• **Exercise text**:

Seven more witnesses testified about the chain of custody on key evidence in the Richard Joseph Hirschfield murder trial, but the real action in court Tuesday took place outside the presence of the jury.
Hirschfield's defense team again asked to be allowed to present evidence to the Sacramento Superior Court jury that four other people had been charged with the killings of UC Davis students John Riggins and Sabrina Gonsalves some 32 years ago.
And once again, Judge Michael W. Sweet precluded Hirschfield's lawyers from making mention of the Yolo County prosecution.
Before the trial began, Sweet denied much of the defense effort to present evidence of third-party culpability in the Dec. 20, 1980, slayings of the 18-year-old college sweethearts.
Yes, the judge said, the defense could present evidence that investigators looked into other suspects – David Hunt, his wife Suellen Hunt and former prison buddies Richard Thompson and Douglas Lanier. But the judge said any reference to Yolo prosecutors having actually charged the four, in a case that crumbled when DNA testing excluded the members of the so-called "Hunt Group," would only confuse the Hirschfield jury.
Hirschfield, 63, is accused of slashing and bludgeoning Riggins and Gonsalves to death during the course of a sexual assault on the young woman. He faces the death penalty if he is convicted.
Two of the seven witnesses called to the stand Tuesday were former Davis Police Detective Fred P. Turner and onetime Yolo County district attorney's investigator John Haynes.
Their testimony was restricted to their handling of evidence that ultimately produced a DNA profile that prosecutors say matched Hirschfield's. The most important among the items of evidence was a blanket found in Riggins' van that contained four semen stains.
Turner and Haynes were proponents of a theory of murder that led to the Yolo County prosecution of the Hunt Group. Sweet ordered the two former detectives back to court Oct. 15, when they will be called as defense witnesses when Hirschfield's lawyers put on their own case.
Earlier in the trial, Deputy District Attorney Dawn Bladet sought to have an arrest warrant issued on Turner when he did not respond to a subpoena to appear as a witness in the trial.
Sweet issued the warrant Sept. 6, but stayed it pending Turner's court appearance. Bladet asked Tuesday that the warrant be recalled.

• **Dataset content**:
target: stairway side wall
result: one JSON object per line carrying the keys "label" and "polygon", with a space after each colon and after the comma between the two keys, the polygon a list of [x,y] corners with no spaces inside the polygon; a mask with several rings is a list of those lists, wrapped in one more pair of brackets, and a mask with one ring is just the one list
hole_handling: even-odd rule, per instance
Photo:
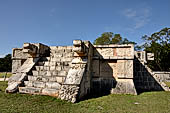
{"label": "stairway side wall", "polygon": [[140,59],[134,61],[134,83],[138,93],[145,91],[162,91],[163,88],[157,78],[153,76],[152,70]]}
{"label": "stairway side wall", "polygon": [[136,94],[133,83],[134,46],[97,45],[94,51],[92,93]]}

• **Exercises to complete**:
1. In the murder trial report, change "blanket" to "quilt" and write out everything from "Their testimony was" down to "warrant be recalled.".
2. Answer these questions from the murder trial report:
(a) How old is Hirschfield?
(b) On what date did the slayings take place?
(c) On what date did Sweet issue the warrant?

• **Task-by-task results**:
1.
Their testimony was restricted to their handling of evidence that ultimately produced a DNA profile that prosecutors say matched Hirschfield's. The most important among the items of evidence was a quilt found in Riggins' van that contained four semen stains.
Turner and Haynes were proponents of a theory of murder that led to the Yolo County prosecution of the Hunt Group. Sweet ordered the two former detectives back to court Oct. 15, when they will be called as defense witnesses when Hirschfield's lawyers put on their own case.
Earlier in the trial, Deputy District Attorney Dawn Bladet sought to have an arrest warrant issued on Turner when he did not respond to a subpoena to appear as a witness in the trial.
Sweet issued the warrant Sept. 6, but stayed it pending Turner's court appearance. Bladet asked Tuesday that the warrant be recalled.

2.
(a) 63
(b) Dec. 20, 1980
(c) Sept. 6